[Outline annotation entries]
----------------------------------------
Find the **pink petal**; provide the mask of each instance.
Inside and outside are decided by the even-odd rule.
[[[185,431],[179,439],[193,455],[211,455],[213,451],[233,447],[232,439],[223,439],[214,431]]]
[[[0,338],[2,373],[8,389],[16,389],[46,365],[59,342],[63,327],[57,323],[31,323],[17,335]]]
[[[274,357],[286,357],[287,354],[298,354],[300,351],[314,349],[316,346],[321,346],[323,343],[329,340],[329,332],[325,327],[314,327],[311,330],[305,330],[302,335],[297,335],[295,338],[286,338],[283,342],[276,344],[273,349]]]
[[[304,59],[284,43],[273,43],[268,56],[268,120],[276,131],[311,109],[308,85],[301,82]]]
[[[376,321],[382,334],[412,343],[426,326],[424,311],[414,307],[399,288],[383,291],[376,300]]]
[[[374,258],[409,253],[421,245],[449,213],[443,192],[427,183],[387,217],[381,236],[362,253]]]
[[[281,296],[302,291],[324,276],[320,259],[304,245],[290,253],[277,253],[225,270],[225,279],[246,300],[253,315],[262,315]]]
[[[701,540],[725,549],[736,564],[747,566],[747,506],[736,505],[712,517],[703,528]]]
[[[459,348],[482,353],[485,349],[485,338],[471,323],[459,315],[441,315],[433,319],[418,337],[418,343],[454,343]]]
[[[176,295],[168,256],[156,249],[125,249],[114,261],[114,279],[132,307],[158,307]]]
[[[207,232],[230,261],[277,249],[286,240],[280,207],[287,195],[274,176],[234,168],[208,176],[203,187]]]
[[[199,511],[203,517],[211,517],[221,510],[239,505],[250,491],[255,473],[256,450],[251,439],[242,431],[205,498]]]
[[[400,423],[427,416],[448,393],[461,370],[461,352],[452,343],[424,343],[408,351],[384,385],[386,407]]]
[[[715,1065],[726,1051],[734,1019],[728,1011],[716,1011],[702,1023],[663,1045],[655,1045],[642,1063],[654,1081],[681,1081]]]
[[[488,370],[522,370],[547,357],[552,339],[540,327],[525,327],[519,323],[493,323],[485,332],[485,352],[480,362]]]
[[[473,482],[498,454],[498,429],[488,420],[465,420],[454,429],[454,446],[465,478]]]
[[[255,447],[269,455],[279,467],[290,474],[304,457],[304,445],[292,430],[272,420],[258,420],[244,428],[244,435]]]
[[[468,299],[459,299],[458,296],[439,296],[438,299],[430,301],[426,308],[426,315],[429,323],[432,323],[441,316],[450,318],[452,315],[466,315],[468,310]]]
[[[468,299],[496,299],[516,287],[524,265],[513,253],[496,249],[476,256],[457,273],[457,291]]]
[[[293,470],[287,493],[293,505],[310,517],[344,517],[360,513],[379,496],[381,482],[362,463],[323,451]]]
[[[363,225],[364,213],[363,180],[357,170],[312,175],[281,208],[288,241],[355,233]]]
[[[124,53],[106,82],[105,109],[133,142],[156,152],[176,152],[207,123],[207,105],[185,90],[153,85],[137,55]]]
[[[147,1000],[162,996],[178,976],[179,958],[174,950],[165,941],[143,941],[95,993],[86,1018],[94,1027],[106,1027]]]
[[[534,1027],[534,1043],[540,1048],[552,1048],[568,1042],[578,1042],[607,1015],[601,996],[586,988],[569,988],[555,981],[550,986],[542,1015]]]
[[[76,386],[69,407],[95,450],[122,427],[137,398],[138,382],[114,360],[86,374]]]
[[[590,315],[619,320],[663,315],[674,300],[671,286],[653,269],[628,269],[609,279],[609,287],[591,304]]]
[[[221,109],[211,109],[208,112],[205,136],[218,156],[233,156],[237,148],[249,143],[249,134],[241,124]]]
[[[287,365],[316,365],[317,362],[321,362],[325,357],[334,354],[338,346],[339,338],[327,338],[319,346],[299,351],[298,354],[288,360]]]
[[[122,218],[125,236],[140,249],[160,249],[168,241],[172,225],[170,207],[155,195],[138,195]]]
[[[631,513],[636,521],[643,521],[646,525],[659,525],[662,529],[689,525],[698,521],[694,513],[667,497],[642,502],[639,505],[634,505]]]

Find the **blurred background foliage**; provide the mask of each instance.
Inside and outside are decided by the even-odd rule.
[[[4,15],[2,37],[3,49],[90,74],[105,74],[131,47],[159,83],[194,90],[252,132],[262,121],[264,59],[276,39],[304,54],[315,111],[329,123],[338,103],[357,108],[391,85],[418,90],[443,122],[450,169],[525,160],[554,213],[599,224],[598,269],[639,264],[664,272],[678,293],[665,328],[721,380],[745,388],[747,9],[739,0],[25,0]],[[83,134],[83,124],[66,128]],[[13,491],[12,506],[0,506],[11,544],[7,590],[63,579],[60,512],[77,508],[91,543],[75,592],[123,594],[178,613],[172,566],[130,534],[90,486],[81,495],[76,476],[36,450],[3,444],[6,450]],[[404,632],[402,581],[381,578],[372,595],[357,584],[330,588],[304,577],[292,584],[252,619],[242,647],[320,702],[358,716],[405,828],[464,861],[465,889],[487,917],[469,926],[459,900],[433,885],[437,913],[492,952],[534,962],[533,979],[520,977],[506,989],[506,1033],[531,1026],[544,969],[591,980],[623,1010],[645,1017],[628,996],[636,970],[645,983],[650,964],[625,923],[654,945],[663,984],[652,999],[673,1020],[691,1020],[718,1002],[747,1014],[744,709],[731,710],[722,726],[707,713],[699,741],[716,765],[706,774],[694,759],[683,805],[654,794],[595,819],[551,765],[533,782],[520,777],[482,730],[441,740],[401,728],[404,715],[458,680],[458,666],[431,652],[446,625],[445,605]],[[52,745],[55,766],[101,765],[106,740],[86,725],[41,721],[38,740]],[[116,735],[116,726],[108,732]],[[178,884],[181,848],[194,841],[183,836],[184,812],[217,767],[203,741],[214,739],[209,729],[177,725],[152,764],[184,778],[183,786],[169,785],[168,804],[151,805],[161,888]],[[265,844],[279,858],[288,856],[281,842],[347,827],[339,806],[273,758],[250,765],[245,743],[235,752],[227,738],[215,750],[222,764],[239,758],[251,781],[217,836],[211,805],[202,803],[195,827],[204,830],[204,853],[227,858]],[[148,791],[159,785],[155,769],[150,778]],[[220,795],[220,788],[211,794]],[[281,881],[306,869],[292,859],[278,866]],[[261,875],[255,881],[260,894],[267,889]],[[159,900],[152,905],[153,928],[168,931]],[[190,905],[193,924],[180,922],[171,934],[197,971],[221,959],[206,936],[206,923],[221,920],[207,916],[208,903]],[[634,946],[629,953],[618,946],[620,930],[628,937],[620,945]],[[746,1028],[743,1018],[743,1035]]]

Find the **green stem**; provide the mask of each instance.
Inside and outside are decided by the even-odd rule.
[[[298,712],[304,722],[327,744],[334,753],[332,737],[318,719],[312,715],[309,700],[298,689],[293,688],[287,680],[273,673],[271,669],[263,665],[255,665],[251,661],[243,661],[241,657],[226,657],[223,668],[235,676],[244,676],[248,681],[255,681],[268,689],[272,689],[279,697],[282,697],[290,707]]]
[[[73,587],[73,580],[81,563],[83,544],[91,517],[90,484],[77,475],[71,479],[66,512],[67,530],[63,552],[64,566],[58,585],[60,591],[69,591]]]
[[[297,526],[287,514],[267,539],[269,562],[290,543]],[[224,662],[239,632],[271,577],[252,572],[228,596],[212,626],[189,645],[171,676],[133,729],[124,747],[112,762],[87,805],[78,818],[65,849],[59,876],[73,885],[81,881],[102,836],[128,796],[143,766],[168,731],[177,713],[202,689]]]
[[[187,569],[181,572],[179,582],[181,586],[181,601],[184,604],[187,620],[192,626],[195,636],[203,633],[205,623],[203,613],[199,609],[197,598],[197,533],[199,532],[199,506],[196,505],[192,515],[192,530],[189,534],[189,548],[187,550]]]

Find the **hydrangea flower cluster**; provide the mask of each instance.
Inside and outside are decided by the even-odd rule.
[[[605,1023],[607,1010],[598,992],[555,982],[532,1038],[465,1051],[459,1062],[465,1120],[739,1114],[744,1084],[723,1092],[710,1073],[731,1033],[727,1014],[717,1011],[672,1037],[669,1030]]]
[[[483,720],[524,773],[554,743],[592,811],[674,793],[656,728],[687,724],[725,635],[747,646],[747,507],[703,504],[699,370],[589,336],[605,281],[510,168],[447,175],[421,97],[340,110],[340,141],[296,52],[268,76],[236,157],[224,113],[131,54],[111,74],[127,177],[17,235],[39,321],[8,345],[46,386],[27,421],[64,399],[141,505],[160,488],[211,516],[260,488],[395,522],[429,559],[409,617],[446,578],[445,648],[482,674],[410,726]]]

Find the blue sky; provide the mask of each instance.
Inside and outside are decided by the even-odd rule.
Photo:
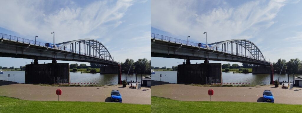
[[[302,2],[300,0],[152,0],[151,32],[205,43],[244,39],[267,60],[302,60]],[[176,66],[183,59],[151,58],[152,66]],[[191,60],[191,63],[203,61]],[[210,61],[210,63],[242,63]]]
[[[92,39],[103,44],[115,61],[124,62],[128,58],[135,61],[144,58],[150,60],[150,2],[1,1],[0,33],[33,40],[38,36],[37,41],[47,43],[52,42],[50,33],[54,31],[56,43]],[[18,67],[31,61],[0,57],[0,66]],[[89,64],[70,62],[76,63]]]

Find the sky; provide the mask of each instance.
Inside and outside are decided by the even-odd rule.
[[[302,60],[302,2],[300,0],[152,0],[151,33],[208,43],[248,40],[266,60]],[[151,65],[167,67],[183,59],[152,57]],[[191,63],[203,60],[191,60]],[[222,64],[242,63],[210,61]]]
[[[0,1],[0,33],[45,43],[96,39],[114,60],[151,59],[149,0]],[[39,63],[51,63],[38,60]],[[15,67],[31,59],[0,57],[0,66]],[[69,61],[58,61],[58,63]],[[70,63],[89,63],[70,61]]]

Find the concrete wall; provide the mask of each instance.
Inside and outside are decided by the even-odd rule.
[[[177,83],[201,84],[222,83],[221,63],[178,65]]]
[[[101,74],[118,73],[118,66],[117,65],[105,65],[101,66],[100,73]]]
[[[269,66],[259,66],[253,67],[252,71],[253,74],[270,74],[271,67]]]
[[[25,83],[56,84],[69,83],[69,63],[26,65]]]

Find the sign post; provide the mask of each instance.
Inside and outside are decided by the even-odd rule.
[[[60,89],[57,89],[56,93],[58,95],[58,101],[59,101],[59,96],[61,95],[62,94],[62,90]]]
[[[208,91],[208,94],[210,96],[210,101],[211,101],[211,96],[214,95],[214,91],[213,89],[209,89]]]

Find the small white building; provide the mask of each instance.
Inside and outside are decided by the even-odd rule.
[[[296,83],[294,86],[302,87],[302,77],[295,77],[294,80]]]

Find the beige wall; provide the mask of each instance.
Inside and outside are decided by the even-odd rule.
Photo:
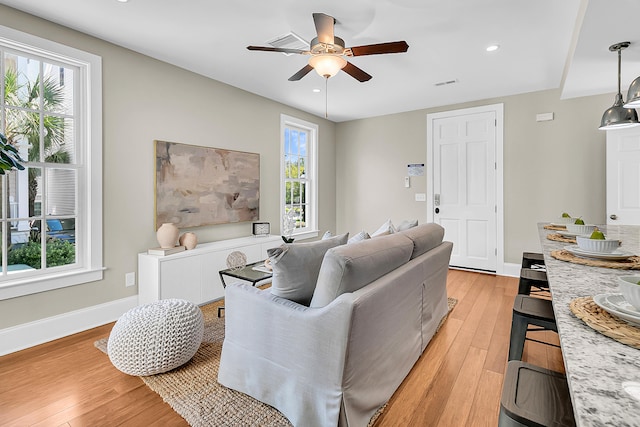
----------------------------------------
- _OBJECTIVE_: Transcribe the entries word for word, starting at the line that contains "Find the small" and ending with the final line of the entries, both included. Leave the pictures out of your answer.

- _RESPONSE BELOW_:
Find the small white building; provide the mask of each instance.
Inside and outside are decided by the even-odd rule.
[[[296,83],[294,86],[302,87],[302,77],[295,77],[294,80]]]

Find the beige wall; provide the mask of each instance.
Inside and outside are decided by the even-odd rule.
Photo:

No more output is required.